**Rows:**
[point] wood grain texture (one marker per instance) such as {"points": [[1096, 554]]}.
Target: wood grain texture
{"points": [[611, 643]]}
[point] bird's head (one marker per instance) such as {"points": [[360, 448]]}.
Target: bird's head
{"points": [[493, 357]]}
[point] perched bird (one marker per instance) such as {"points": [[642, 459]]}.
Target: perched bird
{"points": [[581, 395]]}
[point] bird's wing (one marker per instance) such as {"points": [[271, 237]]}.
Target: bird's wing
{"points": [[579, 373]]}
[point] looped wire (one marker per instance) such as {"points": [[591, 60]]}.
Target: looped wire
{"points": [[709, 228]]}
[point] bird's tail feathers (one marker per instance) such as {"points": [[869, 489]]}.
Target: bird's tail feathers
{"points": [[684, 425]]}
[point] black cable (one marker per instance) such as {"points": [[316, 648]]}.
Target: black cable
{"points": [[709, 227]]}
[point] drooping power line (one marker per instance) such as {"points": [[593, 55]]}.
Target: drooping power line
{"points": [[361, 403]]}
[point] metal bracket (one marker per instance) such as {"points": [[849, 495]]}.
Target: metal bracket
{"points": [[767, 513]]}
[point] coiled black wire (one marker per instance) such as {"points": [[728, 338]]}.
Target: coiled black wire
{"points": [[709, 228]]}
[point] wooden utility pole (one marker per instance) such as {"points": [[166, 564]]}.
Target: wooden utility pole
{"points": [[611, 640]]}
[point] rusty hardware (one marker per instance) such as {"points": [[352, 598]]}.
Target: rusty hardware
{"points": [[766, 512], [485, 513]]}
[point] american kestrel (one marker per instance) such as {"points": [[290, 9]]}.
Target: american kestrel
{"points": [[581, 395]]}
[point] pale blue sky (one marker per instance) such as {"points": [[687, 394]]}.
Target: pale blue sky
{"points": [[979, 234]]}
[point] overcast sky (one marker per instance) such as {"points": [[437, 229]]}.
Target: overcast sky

--

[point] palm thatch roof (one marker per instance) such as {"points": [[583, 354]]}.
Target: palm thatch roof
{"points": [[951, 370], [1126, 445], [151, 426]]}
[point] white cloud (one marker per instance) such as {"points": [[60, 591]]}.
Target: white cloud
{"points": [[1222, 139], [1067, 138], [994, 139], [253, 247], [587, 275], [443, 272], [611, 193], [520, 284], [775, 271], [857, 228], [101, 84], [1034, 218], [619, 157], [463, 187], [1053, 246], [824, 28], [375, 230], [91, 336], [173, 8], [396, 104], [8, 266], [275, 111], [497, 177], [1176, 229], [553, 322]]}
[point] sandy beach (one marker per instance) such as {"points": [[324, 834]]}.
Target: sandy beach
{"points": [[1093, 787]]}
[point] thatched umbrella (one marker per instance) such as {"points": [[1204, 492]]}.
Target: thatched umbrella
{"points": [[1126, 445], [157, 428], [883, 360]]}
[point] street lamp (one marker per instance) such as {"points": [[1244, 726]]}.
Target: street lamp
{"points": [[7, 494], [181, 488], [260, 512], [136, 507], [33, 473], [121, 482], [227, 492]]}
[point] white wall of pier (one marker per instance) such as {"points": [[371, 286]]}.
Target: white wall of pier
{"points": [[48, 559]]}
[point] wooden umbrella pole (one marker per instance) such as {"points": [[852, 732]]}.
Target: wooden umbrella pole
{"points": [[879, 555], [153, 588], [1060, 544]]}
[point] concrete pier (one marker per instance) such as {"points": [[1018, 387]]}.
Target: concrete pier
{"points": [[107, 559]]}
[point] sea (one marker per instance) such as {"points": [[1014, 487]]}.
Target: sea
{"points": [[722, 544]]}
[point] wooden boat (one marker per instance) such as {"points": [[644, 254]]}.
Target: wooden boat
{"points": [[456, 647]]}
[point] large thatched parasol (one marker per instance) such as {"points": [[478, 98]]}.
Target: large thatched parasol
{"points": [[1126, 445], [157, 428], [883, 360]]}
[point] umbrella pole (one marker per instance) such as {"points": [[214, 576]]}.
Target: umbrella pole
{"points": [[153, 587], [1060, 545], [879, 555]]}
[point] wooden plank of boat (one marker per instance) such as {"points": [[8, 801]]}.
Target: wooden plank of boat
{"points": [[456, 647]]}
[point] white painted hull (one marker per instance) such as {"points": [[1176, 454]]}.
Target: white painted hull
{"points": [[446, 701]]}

**Required work:** Starting at the line of the listing that contains "[point] pale blue" and stopping after the one that contains "Target: overcast sky", rewrite those lines with "overcast sky" changed to "cloudy sky" and everything else unchanged.

**Response to the exercise:**
[point] pale blue sky (one marker per instance) such as {"points": [[687, 394]]}.
Target: pale blue sky
{"points": [[979, 234]]}
[point] cloudy sky (one marker per instance) such as {"points": [[437, 229]]}.
Target: cloudy sky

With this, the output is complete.